* WHAT YOU HAVE TO DO *
Set the data down again, exactly as it reads, but without the pictures.

Excerpts from point annotation data
--------------------------------
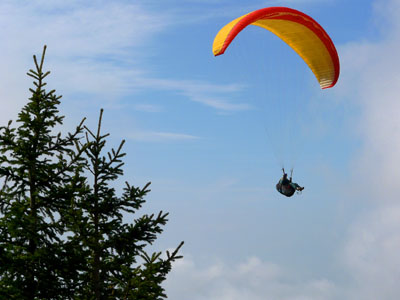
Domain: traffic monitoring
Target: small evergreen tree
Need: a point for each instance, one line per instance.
(61, 237)
(111, 247)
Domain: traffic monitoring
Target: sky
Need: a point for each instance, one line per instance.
(206, 132)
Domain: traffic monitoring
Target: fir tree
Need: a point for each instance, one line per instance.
(40, 174)
(62, 237)
(112, 248)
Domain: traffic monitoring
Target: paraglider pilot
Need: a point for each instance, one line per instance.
(286, 187)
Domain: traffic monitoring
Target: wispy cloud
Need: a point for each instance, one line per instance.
(370, 80)
(156, 136)
(251, 279)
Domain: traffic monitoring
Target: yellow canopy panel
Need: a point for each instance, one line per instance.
(303, 34)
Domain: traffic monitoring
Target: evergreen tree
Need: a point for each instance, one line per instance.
(39, 173)
(62, 237)
(111, 247)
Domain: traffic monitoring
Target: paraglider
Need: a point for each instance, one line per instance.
(304, 35)
(286, 186)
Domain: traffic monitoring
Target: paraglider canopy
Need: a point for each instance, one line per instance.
(302, 33)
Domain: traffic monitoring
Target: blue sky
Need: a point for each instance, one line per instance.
(206, 138)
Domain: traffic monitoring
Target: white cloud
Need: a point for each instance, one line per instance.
(370, 79)
(155, 136)
(252, 279)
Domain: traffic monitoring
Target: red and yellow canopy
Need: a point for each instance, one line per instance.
(295, 28)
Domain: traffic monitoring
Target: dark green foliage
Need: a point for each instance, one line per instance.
(61, 237)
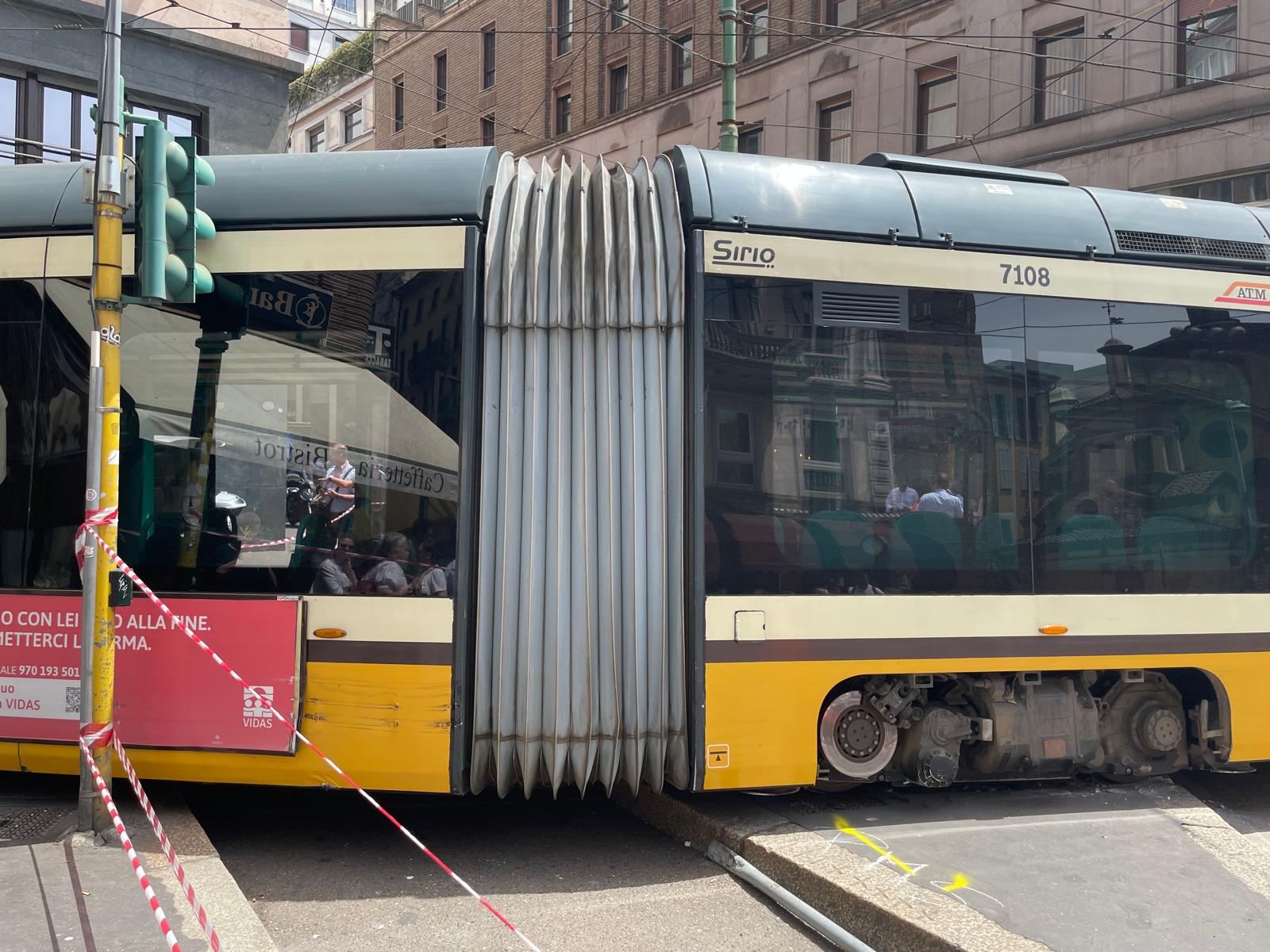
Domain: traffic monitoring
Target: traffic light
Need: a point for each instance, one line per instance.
(169, 222)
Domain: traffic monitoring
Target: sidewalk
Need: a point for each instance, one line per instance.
(63, 892)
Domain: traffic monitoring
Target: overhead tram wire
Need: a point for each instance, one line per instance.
(1033, 89)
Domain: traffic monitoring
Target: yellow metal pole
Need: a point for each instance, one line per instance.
(108, 317)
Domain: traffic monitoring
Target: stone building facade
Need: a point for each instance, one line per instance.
(1172, 97)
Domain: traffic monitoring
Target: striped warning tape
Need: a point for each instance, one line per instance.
(175, 621)
(165, 846)
(133, 854)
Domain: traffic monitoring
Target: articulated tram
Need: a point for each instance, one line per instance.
(721, 473)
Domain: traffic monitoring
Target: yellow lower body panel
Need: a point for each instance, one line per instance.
(387, 725)
(762, 716)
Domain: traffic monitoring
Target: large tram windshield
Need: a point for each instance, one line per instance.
(891, 441)
(237, 413)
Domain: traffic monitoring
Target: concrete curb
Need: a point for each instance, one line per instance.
(230, 912)
(873, 901)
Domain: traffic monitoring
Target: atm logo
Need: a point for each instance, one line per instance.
(1242, 292)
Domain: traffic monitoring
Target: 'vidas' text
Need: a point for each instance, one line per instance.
(728, 251)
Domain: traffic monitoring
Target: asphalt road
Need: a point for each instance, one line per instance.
(327, 873)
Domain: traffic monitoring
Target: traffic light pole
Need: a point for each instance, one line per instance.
(108, 317)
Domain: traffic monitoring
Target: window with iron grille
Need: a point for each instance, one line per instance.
(564, 25)
(1060, 73)
(620, 10)
(755, 25)
(835, 132)
(1206, 48)
(937, 106)
(487, 44)
(353, 122)
(564, 112)
(441, 80)
(681, 61)
(618, 88)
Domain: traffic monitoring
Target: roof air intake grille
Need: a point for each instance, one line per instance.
(1164, 244)
(861, 306)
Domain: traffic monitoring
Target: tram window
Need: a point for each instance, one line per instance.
(277, 370)
(21, 422)
(1156, 467)
(841, 454)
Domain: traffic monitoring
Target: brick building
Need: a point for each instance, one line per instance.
(1168, 97)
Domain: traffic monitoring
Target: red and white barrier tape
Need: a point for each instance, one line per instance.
(133, 854)
(175, 621)
(93, 517)
(165, 846)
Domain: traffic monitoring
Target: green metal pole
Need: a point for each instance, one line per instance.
(728, 124)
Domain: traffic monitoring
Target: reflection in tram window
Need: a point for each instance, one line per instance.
(954, 442)
(233, 401)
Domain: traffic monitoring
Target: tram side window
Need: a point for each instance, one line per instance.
(850, 460)
(238, 409)
(21, 422)
(1157, 469)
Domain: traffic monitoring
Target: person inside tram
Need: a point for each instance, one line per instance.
(336, 575)
(902, 498)
(387, 577)
(941, 501)
(861, 585)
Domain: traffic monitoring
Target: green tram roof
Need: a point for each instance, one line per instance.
(279, 190)
(926, 201)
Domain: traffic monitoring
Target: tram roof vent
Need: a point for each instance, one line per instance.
(946, 167)
(860, 306)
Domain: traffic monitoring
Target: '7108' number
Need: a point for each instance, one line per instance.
(1024, 274)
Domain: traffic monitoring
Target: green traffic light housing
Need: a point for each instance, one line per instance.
(169, 222)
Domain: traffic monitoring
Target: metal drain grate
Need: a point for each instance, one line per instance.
(32, 823)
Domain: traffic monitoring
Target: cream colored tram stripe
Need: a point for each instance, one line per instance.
(816, 259)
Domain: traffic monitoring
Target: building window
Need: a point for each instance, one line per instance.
(440, 84)
(399, 105)
(835, 133)
(840, 13)
(564, 27)
(487, 48)
(65, 125)
(1060, 73)
(681, 61)
(1206, 42)
(564, 112)
(353, 122)
(937, 106)
(618, 88)
(620, 13)
(753, 31)
(751, 140)
(10, 121)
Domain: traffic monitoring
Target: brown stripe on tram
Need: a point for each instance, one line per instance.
(380, 651)
(984, 647)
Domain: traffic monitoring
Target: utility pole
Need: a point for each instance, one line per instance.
(105, 359)
(728, 125)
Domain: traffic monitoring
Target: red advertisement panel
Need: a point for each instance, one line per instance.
(168, 693)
--------------------------------
* SOLUTION FOR THIS TASK *
Domain: traffic monitoring
Target: small evergreen tree
Need: a point for each instance, one line per instance.
(61, 237)
(111, 247)
Domain: traffic monitoring
Target: sky
Need: a point for each instance, one line per instance.
(206, 132)
Domain: traffic monitoring
Target: fir tree
Need: a point for each instance, one line per instance.
(40, 174)
(62, 237)
(112, 248)
Domain: traffic monitoring
Target: paraglider pilot
Need: a point for each instance, one line per instance.
(286, 187)
Domain: traffic monitoring
Target: wispy cloud
Need: a point for each instance, one line per instance.
(370, 80)
(156, 136)
(251, 279)
Domain: traffic monitoring
Target: yellow canopy panel
Need: a point for each instance, one line per instance.
(303, 34)
Domain: traffic monitoring
Target: evergreen tree
Need: a point for each instance, one line per instance.
(39, 173)
(62, 237)
(111, 247)
Domain: traffic monitoring
Target: paraglider
Need: a point for each instance, one line per instance.
(304, 35)
(286, 186)
Domain: traffic monitoring
Target: paraglider canopy
Need: a point for each instance, one line per instance.
(302, 33)
Domain: traffic monitoring
Target: blue sky
Need: a point for each instance, one line per instance.
(206, 138)
Domain: traffic monitoring
Target: white cloud
Need: a point for each instance, one line per instance.
(370, 79)
(155, 136)
(252, 279)
Domain: traffic monitoring
Target: red and yellow canopy
Need: a point for each instance, one line per instance.
(295, 28)
Domain: traffic monitoring
Target: dark green foliage
Need: a point for each instance, one line per instance.
(61, 237)
Domain: traffic monitoring
Target: traffic light
Need: a point for each instance, one line per instance.
(169, 222)
Domain: traffic monitoring
Target: sidewalk
Need: a point for each instance, one line per instance.
(63, 892)
Domain: traffic monitoring
Target: overhead tram wire
Need: a point for each instance, one line per instance.
(1033, 89)
Domain: traffic monitoring
Target: yellow metal pole
Need: a point for each instance, one line per instance.
(108, 317)
Domain: traffic monitoring
Target: stone building facade
Need: a point for each instance, one line per instance.
(1172, 97)
Domain: traffic monitoring
Target: striped warning tape
Need: a point for each instance, one line per instance.
(175, 621)
(165, 846)
(133, 854)
Domain: traffic monitoring
Target: articulated tram
Need: a point for each instance, one line per instance.
(721, 473)
Domain: traffic monitoring
Target: yellow lower body panel
Need: a point for each instance, one line per instance.
(387, 725)
(762, 716)
Domain: traffic monitoring
Target: large tram windshield
Need: a point for each instance, one line per instance.
(891, 441)
(237, 413)
Domain: traffic monitoring
Target: concrete curb
Need: a point for each instance, one line per instance.
(230, 912)
(873, 901)
Domain: traffic monitoring
Target: atm logo
Need: a point for each instance, one line per instance.
(1242, 292)
Domain: traffic monitoring
Target: 'vidas' text
Need: a point for each instance, one line per instance.
(728, 251)
Domain: traffic monitoring
Target: asphalt road
Need: a point for each instance, one line per instance.
(327, 873)
Domain: traffic monitoring
Target: traffic light pole
Need: a point for each instance, one line per instance.
(108, 317)
Domain: traffic monitoring
Target: window with iron grille
Need: a point for each instance, one line per instance.
(564, 25)
(1060, 73)
(620, 10)
(755, 25)
(835, 132)
(1206, 48)
(937, 106)
(487, 44)
(353, 122)
(564, 112)
(441, 80)
(681, 61)
(618, 88)
Domain: traffic monitoring
Target: roof air intake grille
Need: a point for each instance, one line per instance.
(1164, 244)
(861, 306)
Domain: traffic monitoring
Target: tram window
Need: a point for each instance, one line per instance.
(277, 370)
(21, 422)
(1156, 467)
(841, 454)
Domain: traffic monitoring
Target: brick building
Need: a point for each instance, one line per instance.
(1168, 97)
Domain: traffic monitoring
Target: red and white barrier tape
Need: a point for each instance, one line per instance.
(133, 854)
(175, 621)
(93, 517)
(165, 846)
Domain: traffic monitoring
Target: green metal pole
Need: a point for each instance, one line per instance.
(728, 124)
Domain: traffic monitoring
Target: reflection in tram window
Need: a point for each instance, one line per instance.
(954, 442)
(233, 401)
Domain: traffic monitoring
Target: tram side window
Need: a point for each instance, one line per instance.
(850, 460)
(238, 409)
(21, 422)
(1157, 469)
Domain: traffic monitoring
Target: person inside tram
Need: a point for each instance, one line per instance.
(336, 575)
(902, 498)
(387, 577)
(941, 501)
(861, 585)
Domain: traffic monitoring
Target: green tram roof
Need: a point for each instance, one line per instance.
(279, 190)
(926, 201)
Domain: traffic monitoring
Target: tram roof vent
Need: a point for each instance, one line per instance.
(946, 167)
(860, 306)
Domain: traffic monitoring
Target: '7108' number
Need: a point for each instance, one line per instance.
(1024, 274)
Domain: traffic monitoring
Target: green traffic light housing
Need: a point for each instance, one line per instance.
(169, 222)
Domain: traffic monitoring
Target: metal drain grate
Need: a point for each instance, one line per instance.
(32, 823)
Domain: traffic monitoring
Target: cream colored tram stripe
Need: a point for each instance, one line per instance.
(816, 259)
Domain: traffic monitoring
Target: building window
Need: a point for each instance, one line per instance.
(440, 84)
(399, 105)
(835, 133)
(840, 13)
(564, 27)
(487, 48)
(65, 125)
(1060, 73)
(681, 61)
(1206, 42)
(564, 112)
(353, 122)
(937, 106)
(618, 88)
(620, 13)
(753, 31)
(751, 140)
(10, 121)
Domain: traffic monitoring
Target: brown stripe on tram
Need: a point for each instance, one line per instance.
(380, 651)
(984, 647)
Domain: traffic monitoring
Target: utility pole
Need: a point for each instance, one line per instance.
(105, 359)
(728, 125)
Domain: traffic monitoring
Target: red advertisement panel
Need: a point for each instance, one line per instance.
(168, 693)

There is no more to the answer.